- **WHAT THE TASK ASKS**: Reproduce the listing below line for line, changing nothing.

========

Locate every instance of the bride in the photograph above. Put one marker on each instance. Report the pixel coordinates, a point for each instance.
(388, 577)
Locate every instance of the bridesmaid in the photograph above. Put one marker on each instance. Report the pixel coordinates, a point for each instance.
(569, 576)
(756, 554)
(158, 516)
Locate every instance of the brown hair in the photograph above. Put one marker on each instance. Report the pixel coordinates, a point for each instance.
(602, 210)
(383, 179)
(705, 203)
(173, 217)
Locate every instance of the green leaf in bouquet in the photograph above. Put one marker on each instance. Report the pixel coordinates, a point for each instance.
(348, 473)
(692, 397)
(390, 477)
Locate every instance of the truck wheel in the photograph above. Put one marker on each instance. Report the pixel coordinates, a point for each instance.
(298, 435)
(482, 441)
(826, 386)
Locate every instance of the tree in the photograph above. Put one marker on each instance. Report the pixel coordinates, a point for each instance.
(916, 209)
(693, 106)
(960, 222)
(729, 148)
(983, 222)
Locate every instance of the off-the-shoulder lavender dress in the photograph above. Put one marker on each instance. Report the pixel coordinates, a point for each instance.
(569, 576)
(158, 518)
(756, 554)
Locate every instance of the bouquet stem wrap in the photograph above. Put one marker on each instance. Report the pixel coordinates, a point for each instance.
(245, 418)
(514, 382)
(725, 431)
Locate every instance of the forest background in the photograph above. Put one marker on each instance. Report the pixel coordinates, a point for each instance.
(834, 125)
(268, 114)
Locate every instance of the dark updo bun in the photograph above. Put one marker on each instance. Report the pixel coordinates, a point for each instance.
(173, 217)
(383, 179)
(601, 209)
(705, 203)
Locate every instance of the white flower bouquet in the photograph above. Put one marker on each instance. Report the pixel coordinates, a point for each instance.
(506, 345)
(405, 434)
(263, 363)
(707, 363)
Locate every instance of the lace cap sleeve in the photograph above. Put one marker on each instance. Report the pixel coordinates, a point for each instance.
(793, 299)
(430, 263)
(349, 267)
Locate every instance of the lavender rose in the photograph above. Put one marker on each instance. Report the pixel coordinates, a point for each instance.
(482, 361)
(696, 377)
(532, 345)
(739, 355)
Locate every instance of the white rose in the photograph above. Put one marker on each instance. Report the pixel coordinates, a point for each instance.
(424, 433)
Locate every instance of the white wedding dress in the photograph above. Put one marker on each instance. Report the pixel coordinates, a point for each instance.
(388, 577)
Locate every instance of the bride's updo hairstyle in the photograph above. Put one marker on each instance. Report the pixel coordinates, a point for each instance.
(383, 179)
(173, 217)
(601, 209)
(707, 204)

========

- **TASK SOLUTION**:
Locate every instance of the bride in the photograph above. Put one marker on each instance. Report the pixel coordinates, a point for each instance.
(388, 577)
Locate every instance of the bridesmaid in the photograph above. Put one marker on each instance. Report the pixel coordinates, a point for each instance.
(569, 576)
(756, 554)
(158, 516)
Locate every instance of the brown hair in the photograph above. Put one marker on each instance. Report the pixel coordinates, a point for each instance.
(602, 210)
(383, 179)
(705, 203)
(173, 217)
Locate every instance of the green leaf in bouquet in the photograph above. Put one marker on each instance. Report the pixel coordinates, a point for each instance.
(348, 473)
(692, 397)
(390, 477)
Locate every instance of the truck wheel in the photograph above. Put one marker on each instance. Report the pixel coordinates, a point for each instance.
(298, 435)
(482, 441)
(826, 386)
Locate every instance of the tree in the photograph above. Put one marker on each instance. Report the pixel coordinates, a point for each instance.
(916, 209)
(693, 106)
(960, 222)
(729, 148)
(983, 222)
Locate every instance of the off-the-shoulder lavender dress in the photograph above. Put one marker on each instance. Report the pixel coordinates, a point for each instance.
(569, 576)
(158, 518)
(756, 554)
Locate every instance of the bouquet stem wrap in the photograph above. Put one marker on each instance. Report the pixel coordinates, a point for each instance.
(245, 418)
(514, 382)
(725, 431)
Locate every instance of the forest background in the photograph above. Put one marker on each instance. Report the pixel coordinates, a point for each instance.
(834, 125)
(268, 114)
Locate every instance of the dark updo bun in the photograph above. Put one marker on each instance. Report the pixel coordinates, a point for each instance.
(173, 217)
(383, 179)
(601, 209)
(705, 203)
Locate every instance of the white flower bouquet in the photograph above. Put one marker on each instance. Report the pixel coordinates, a point for each instance.
(506, 345)
(405, 434)
(263, 363)
(707, 363)
Locate every instance of the lace cap sleeve in the photograph above. Put one marker on each instance. Report the pixel coordinates, a point for each instance.
(793, 299)
(430, 263)
(349, 267)
Locate every instance of the lavender rose in the photograph above. Put one marker on each instance. Report the pixel coordinates, a point for each instance.
(482, 361)
(696, 377)
(532, 345)
(739, 355)
Locate every instance of the white rose in the photograph above. Put one marker on each instance. Report the pixel coordinates, a point for each instance.
(424, 433)
Locate every instance of the white wedding dress in the photograph above. Put one marker on each instance. Report the pixel coordinates, a point for each instance.
(388, 577)
Locate every instance of the bride's updo hairstyle in the photograph above. Put one marker on each instance. Report the pixel coordinates, a point for each instance.
(383, 179)
(173, 217)
(601, 209)
(707, 204)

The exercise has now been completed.